Instructions for the task = The response must reproduce exactly every line of the material below holding the word "striped".

★ ★ ★ ★

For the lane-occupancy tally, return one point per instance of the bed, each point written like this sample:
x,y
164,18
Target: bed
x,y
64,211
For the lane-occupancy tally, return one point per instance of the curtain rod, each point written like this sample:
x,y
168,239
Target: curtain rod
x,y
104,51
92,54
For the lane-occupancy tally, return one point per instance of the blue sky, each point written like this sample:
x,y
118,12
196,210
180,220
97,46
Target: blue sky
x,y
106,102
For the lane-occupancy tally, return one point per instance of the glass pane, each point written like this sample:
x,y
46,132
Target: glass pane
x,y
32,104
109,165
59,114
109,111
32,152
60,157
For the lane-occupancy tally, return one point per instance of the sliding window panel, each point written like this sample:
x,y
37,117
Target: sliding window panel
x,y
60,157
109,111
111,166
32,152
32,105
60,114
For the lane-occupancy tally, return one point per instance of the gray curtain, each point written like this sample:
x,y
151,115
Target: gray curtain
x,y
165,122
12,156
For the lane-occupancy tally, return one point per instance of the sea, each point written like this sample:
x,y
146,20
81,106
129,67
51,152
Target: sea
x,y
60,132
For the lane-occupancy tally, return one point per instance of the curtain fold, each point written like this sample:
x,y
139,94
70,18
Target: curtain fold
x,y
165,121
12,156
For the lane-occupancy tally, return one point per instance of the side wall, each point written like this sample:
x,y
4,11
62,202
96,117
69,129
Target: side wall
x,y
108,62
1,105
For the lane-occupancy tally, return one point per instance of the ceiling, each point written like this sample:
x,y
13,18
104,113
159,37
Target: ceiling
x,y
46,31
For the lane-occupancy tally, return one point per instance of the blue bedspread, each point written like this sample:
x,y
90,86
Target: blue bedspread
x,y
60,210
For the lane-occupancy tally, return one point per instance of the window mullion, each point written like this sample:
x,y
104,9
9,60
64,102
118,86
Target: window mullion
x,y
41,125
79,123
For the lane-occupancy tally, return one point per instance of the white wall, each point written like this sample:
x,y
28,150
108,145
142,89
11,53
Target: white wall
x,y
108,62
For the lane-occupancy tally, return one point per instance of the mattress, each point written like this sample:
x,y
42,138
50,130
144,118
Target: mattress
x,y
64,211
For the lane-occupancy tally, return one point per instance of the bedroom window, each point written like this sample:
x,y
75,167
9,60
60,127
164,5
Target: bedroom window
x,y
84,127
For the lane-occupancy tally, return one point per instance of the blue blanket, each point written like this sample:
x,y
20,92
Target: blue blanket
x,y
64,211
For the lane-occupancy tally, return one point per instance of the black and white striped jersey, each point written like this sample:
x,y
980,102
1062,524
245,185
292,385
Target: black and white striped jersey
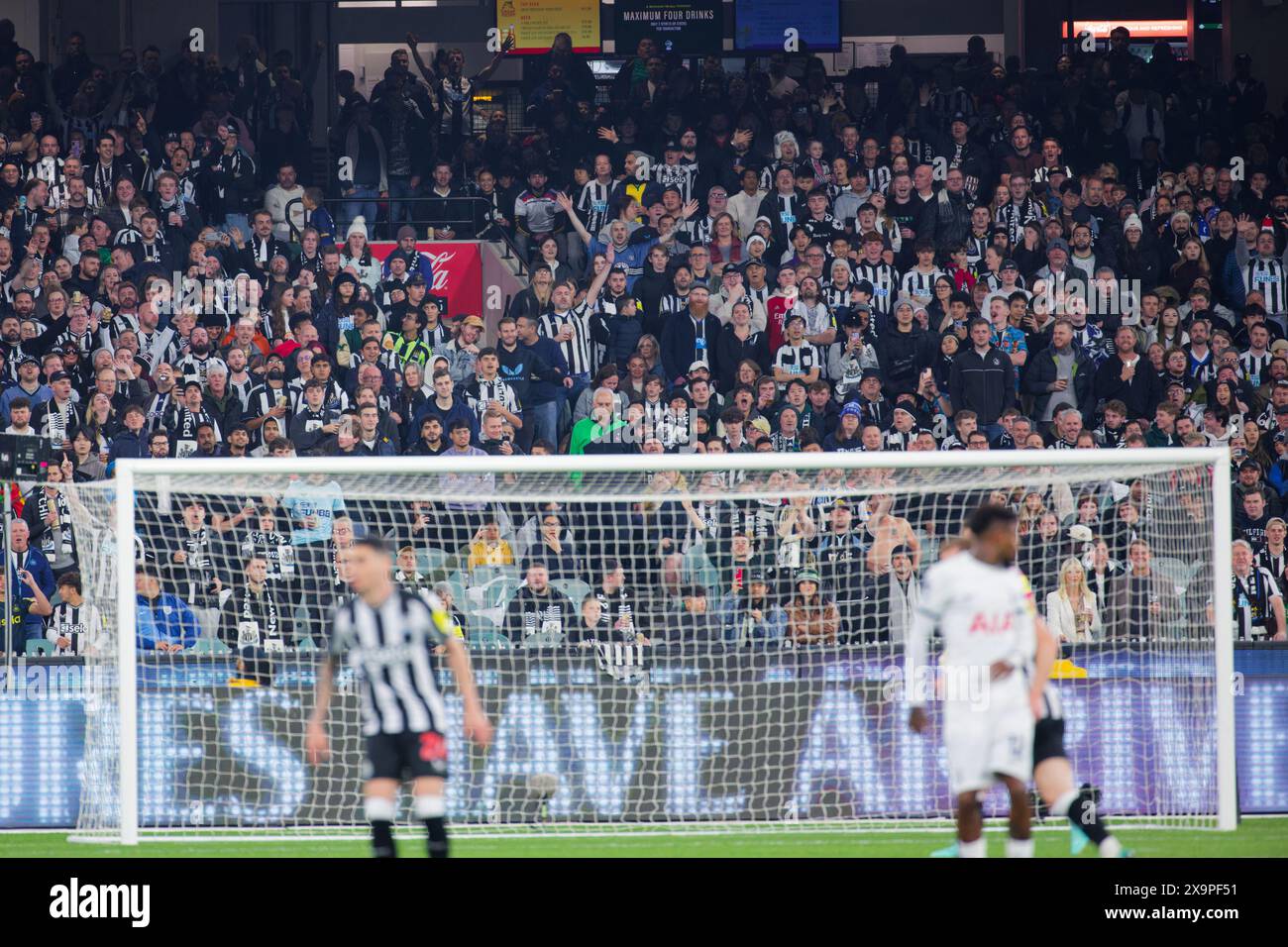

★ ★ ★ ★

Written reply =
For the lane-occupancy tally, return one point per instance of the black and white striped jersey, each point written like this sample:
Target: black and white striped jersey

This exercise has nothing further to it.